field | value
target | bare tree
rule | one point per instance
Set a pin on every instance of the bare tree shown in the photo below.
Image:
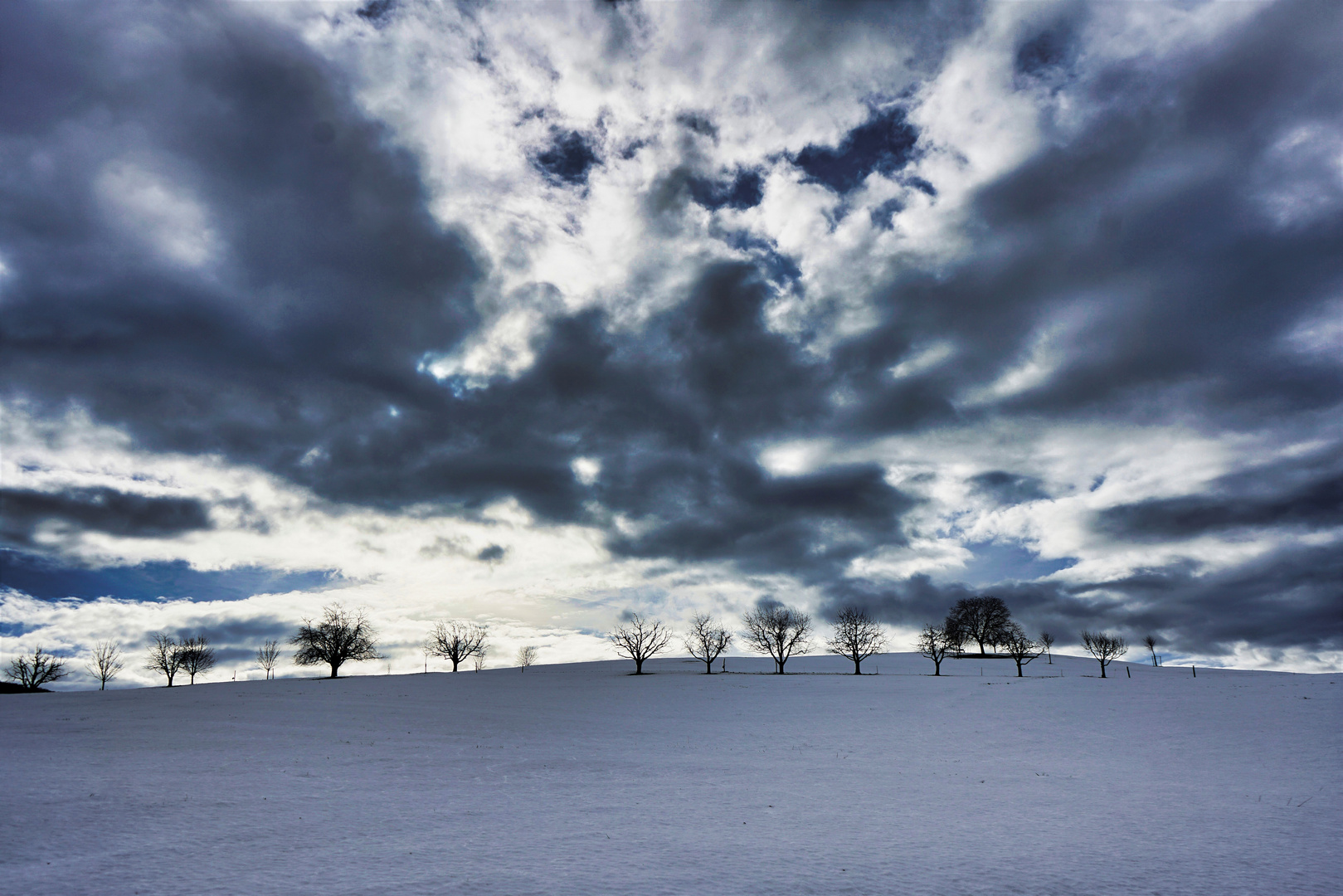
(857, 637)
(105, 663)
(343, 635)
(935, 645)
(197, 657)
(36, 670)
(1106, 648)
(455, 640)
(164, 655)
(640, 638)
(707, 640)
(779, 631)
(980, 620)
(1150, 642)
(267, 657)
(1019, 646)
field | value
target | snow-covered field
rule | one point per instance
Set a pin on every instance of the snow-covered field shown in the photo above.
(583, 779)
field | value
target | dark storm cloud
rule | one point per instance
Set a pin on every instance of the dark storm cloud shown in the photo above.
(51, 579)
(100, 509)
(333, 281)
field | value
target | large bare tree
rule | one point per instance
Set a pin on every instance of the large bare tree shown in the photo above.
(267, 657)
(197, 657)
(1019, 646)
(779, 631)
(1106, 648)
(638, 638)
(35, 670)
(935, 645)
(857, 637)
(707, 640)
(457, 640)
(164, 655)
(343, 635)
(105, 663)
(980, 620)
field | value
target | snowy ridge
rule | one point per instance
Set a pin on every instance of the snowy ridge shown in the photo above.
(583, 779)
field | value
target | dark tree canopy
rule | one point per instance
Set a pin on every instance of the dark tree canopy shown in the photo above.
(197, 657)
(935, 645)
(778, 631)
(857, 637)
(343, 635)
(707, 640)
(980, 620)
(640, 638)
(35, 670)
(457, 640)
(1104, 646)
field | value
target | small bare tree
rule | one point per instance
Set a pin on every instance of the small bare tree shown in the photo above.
(857, 637)
(455, 640)
(267, 657)
(779, 631)
(640, 638)
(1106, 648)
(707, 640)
(1019, 646)
(343, 635)
(197, 657)
(935, 644)
(164, 655)
(105, 663)
(1150, 642)
(35, 670)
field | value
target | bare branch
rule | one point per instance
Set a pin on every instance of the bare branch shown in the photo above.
(857, 637)
(105, 663)
(457, 640)
(1104, 646)
(343, 635)
(36, 670)
(779, 631)
(707, 640)
(640, 638)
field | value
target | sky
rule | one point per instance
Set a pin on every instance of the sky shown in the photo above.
(542, 314)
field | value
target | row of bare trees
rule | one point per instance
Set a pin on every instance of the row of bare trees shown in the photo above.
(989, 624)
(772, 629)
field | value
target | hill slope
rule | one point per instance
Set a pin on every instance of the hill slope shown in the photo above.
(583, 779)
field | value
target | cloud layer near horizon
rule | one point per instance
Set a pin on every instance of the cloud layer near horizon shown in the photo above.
(538, 316)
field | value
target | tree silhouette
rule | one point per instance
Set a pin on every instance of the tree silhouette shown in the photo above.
(1106, 648)
(36, 670)
(707, 640)
(457, 640)
(935, 645)
(779, 631)
(164, 655)
(640, 640)
(343, 635)
(105, 663)
(856, 637)
(197, 657)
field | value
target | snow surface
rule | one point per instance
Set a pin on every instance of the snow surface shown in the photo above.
(583, 779)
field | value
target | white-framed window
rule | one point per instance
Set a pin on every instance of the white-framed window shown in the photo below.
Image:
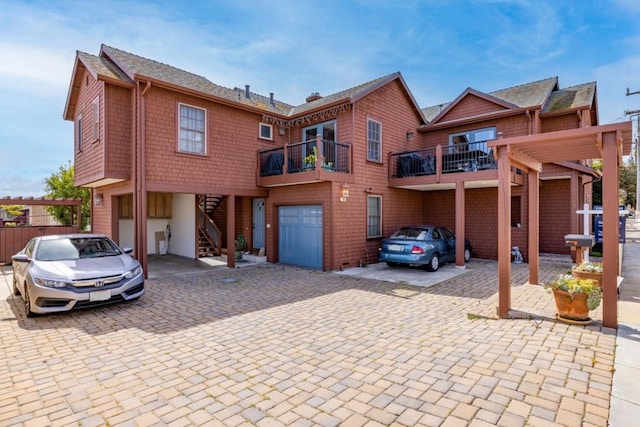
(95, 122)
(471, 140)
(265, 131)
(192, 130)
(79, 133)
(374, 140)
(374, 216)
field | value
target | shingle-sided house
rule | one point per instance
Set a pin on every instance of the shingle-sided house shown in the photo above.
(179, 164)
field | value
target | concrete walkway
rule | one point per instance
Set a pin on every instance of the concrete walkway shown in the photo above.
(625, 396)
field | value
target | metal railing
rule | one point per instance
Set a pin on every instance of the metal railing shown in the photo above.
(467, 157)
(305, 156)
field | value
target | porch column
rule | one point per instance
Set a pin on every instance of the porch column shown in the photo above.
(460, 233)
(231, 231)
(534, 226)
(610, 235)
(504, 232)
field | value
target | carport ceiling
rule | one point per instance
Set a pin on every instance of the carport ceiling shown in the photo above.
(570, 145)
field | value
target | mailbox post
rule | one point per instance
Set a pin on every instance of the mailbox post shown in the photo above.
(581, 241)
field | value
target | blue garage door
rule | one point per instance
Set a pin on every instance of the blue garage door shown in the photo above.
(300, 240)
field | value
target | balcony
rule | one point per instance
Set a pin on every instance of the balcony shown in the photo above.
(311, 161)
(436, 168)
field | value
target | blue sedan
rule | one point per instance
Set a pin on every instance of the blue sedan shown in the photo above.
(421, 245)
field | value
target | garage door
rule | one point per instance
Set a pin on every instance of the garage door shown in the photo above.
(300, 239)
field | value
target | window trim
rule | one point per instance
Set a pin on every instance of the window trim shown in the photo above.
(265, 126)
(379, 141)
(79, 134)
(379, 217)
(204, 131)
(95, 124)
(452, 148)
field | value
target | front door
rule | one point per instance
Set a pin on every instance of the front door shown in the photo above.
(258, 223)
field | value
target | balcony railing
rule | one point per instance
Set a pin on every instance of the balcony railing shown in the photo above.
(467, 157)
(317, 155)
+++
- Prompt -
Write out the records above exactly as they stand, leaving out every picture.

- Solved exercise -
field | value
target | bare tree
rule | one point per instance
Set a pin on every instance of the bare tree shown in the photo below.
Image:
(857, 637)
(105, 663)
(343, 635)
(935, 645)
(197, 657)
(36, 670)
(1106, 648)
(455, 640)
(164, 655)
(640, 638)
(707, 640)
(779, 631)
(980, 620)
(1150, 642)
(267, 657)
(1019, 646)
field | value
target | snow-covered field
rule | one point per instance
Set a pin on every instance of the snow-covered field shown in the photo above.
(583, 779)
field | value
target | dark storm cloud
rule | one point per instance
Set a pin on every instance of the dark storm cloud shown in the photo above.
(51, 579)
(100, 509)
(333, 281)
field | value
target | large bare tree
rule | one point per instance
Set a pin on every instance of the large bare tree shown in the photo above.
(267, 657)
(197, 657)
(1019, 646)
(779, 631)
(1106, 648)
(638, 638)
(35, 670)
(935, 645)
(857, 637)
(707, 640)
(457, 640)
(164, 655)
(343, 635)
(105, 663)
(980, 620)
field | value
target | snowy ridge
rule | one point per instance
Set a pin on every instance of the snowy ridge shown in the photo above.
(583, 779)
field | value
target | dark tree canopy
rule | one point per instance
Set a pin on every instance of the dark tree canopy shown in the photo above.
(197, 657)
(935, 645)
(778, 631)
(857, 637)
(343, 635)
(707, 640)
(980, 620)
(640, 638)
(35, 670)
(457, 640)
(1104, 646)
field | value
target | small bare tree
rule | one point per instance
Set a pin on every instance of the small bare tree shown in the photo above.
(857, 637)
(455, 640)
(267, 657)
(779, 631)
(640, 638)
(1106, 648)
(707, 640)
(1019, 646)
(343, 635)
(197, 657)
(935, 644)
(164, 655)
(105, 663)
(1150, 642)
(35, 670)
field | value
target | bare branch
rule | one point per instance
Set a pin on every instance of the bare branch shown in the photo above.
(857, 637)
(105, 663)
(457, 640)
(1104, 646)
(343, 635)
(36, 670)
(779, 631)
(707, 640)
(640, 638)
field | value
target | sky
rule | one point per instance
Set a pin on every instance of the sky shown in the photo above.
(542, 314)
field | value
target | row of bare trees
rule | one point per instance
Set a pin on every instance of the row of bare trees shown in the photo above.
(989, 624)
(772, 629)
field | value
target | hill slope
rule | one point per instance
Set a pin on every instance of the hill slope shown in the photo above.
(583, 779)
field | value
target | cloud layer near horizon
rule | one point per instance
Set a pin on every instance of the cloud layer near horizon shown in the photo above.
(538, 316)
field | value
target | tree silhouette
rule | one point per instance
Set a pin on every instance of the tree silhouette shown in the photo above.
(1106, 648)
(36, 670)
(707, 640)
(457, 640)
(935, 645)
(779, 631)
(164, 655)
(640, 640)
(343, 635)
(105, 663)
(856, 637)
(197, 657)
field | value
target | snow surface
rule | one point per instance
Set a pin on every instance of the snow surface shown in the photo above.
(583, 779)
field | value
target | white-framed window
rule | one point per instance
Set a pin on every instance of the white-framed window shown in the photo below.
Image:
(95, 122)
(471, 140)
(265, 131)
(192, 130)
(79, 133)
(374, 140)
(374, 216)
field | value
target | shingle-sided house
rule | one point per instance
Set a pin on every instance of the shingle-sided house shown in the photo above.
(179, 164)
field | value
target | concrete walkway
rule | one point per instance
Set a pin on every instance of the concrete walkway shown in the photo above.
(625, 396)
field | value
target | metal railing
rule | one point per instance
Set a pin on every instance of the metal railing shown in the photo above.
(467, 157)
(305, 156)
field | value
target | porch column
rule | one point per instance
Set a pin on every instance of the porch column shown in the photo above.
(460, 233)
(231, 231)
(534, 226)
(610, 235)
(504, 232)
field | value
target | carport ceiling
rule | one point per instance
Set a pin on every instance of the carport ceiling shown in the photo above.
(570, 145)
field | value
target | mailbox post
rule | one point per instance
Set a pin on every instance of the mailbox post shown in the photo above.
(581, 241)
field | value
target | blue garage door
rule | one point per instance
Set a pin on every instance of the blue garage door shown in the photo above.
(300, 240)
field | value
target | balcony
rule | one point per instance
Set a pin on every instance of the balcony shown in the photo above.
(311, 161)
(436, 168)
field | value
target | blue sedan
rule | one point per instance
Set a pin on every instance of the blue sedan shown in the photo above.
(421, 245)
field | value
target | garage door
rule | one point per instance
Set a pin on every instance of the garage door shown in the photo above.
(300, 239)
field | value
target | window trim
rule | one point per instance
Set a pin on every instance of the window trim shown in the photo above.
(265, 126)
(379, 141)
(79, 134)
(379, 217)
(204, 131)
(95, 124)
(452, 148)
field | value
target | front door
rule | one point per instance
Set a pin on every instance of the front door shown in the photo above.
(258, 223)
field | value
target | balcony railing
rule | one point per instance
Set a pin on every instance of the balcony railing shown in the photo above.
(467, 157)
(317, 155)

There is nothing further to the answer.